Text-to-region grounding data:
:::::

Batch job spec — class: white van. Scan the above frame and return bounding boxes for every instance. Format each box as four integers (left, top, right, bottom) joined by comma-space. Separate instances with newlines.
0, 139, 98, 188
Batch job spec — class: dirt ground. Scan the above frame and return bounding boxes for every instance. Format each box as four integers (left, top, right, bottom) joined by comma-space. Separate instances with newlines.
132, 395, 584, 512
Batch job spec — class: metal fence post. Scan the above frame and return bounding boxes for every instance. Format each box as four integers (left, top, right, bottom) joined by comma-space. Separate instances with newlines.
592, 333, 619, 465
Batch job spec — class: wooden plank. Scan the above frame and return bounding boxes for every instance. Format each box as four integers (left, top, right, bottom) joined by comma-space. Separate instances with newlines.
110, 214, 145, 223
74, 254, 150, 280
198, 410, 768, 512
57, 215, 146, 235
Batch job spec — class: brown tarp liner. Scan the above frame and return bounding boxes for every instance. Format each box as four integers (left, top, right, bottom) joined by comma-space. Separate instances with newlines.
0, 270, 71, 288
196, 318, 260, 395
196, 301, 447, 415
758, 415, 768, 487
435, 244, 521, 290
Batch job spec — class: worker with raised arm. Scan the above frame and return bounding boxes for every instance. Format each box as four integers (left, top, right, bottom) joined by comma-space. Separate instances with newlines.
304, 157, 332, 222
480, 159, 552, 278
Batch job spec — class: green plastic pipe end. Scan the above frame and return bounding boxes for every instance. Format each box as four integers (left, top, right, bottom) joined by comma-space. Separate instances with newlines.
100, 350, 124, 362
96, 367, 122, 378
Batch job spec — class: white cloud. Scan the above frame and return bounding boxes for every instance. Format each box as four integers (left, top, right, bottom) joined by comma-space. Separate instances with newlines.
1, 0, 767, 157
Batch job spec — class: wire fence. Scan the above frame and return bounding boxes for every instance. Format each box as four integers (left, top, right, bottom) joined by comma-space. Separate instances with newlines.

:::::

The entries shown above should be duplicated exactly.

Response to this exercise:
Batch job spec — class: white van. Scan the above frame and return bounding boxes for every instance. Format each box as four integers (left, top, right, bottom) joined by comma-space. Separate instances with newlines.
0, 139, 98, 188
Batch job spec — class: dirt ground. Scan the above frame and return bounding boxes for every instance. Format each box as four integers (left, top, right, bottom) joined by comma-space. Separate instances with newlines.
132, 395, 584, 512
Batch job spec — class: metal fence post. Scan the above frame and return bounding boxes for every instance. Format each box as four integers (left, top, right, bottom) joined by comma-space. Separate instances with newlines.
592, 333, 619, 465
Batch job spec — class: wooden plank. Scan the above frame and return bounding boxes for every instance. Format each box as four integers (left, top, right, bottom) joined by comma-space. Separate instances with newlines.
110, 214, 145, 223
74, 254, 150, 280
198, 410, 768, 512
57, 215, 146, 235
Batch job spec — class: brown tarp liner. Scan the above frame and return bounding boxes for every instance. Format each box as four integers (left, top, right, bottom) joined by comma-space. Separate instances with newlines.
0, 270, 71, 288
196, 318, 260, 395
196, 301, 447, 415
758, 415, 768, 487
435, 244, 521, 290
Batch job spec — class: worker with raised arm. Scan the above frame and return bounding boxes for every instance. Format each box as four integers (left, top, right, bottom) joined by comma-space. Separate instances with newlines.
304, 157, 332, 222
480, 159, 552, 278
Batch job spec — class: green plastic pipe end. Scan the above frame and return bounding boxes for every instance. Format each box as four integers (left, top, right, bottom) joined by comma-space. Separate instances with newlines.
100, 350, 124, 362
96, 367, 122, 378
Batch job spec — class: white cloud. Scan the above frame and return bounding boxes for every instance. Format each box as four integers (left, top, right, bottom) joined by comma-space. Separate instances with newlines.
1, 0, 767, 157
Batch job spec — class: wire fence. Scan the above frame and return bounding boxes for every instance. Format each box as four integers (left, top, right, bottom) joined by comma-space. Separate instances with newlines.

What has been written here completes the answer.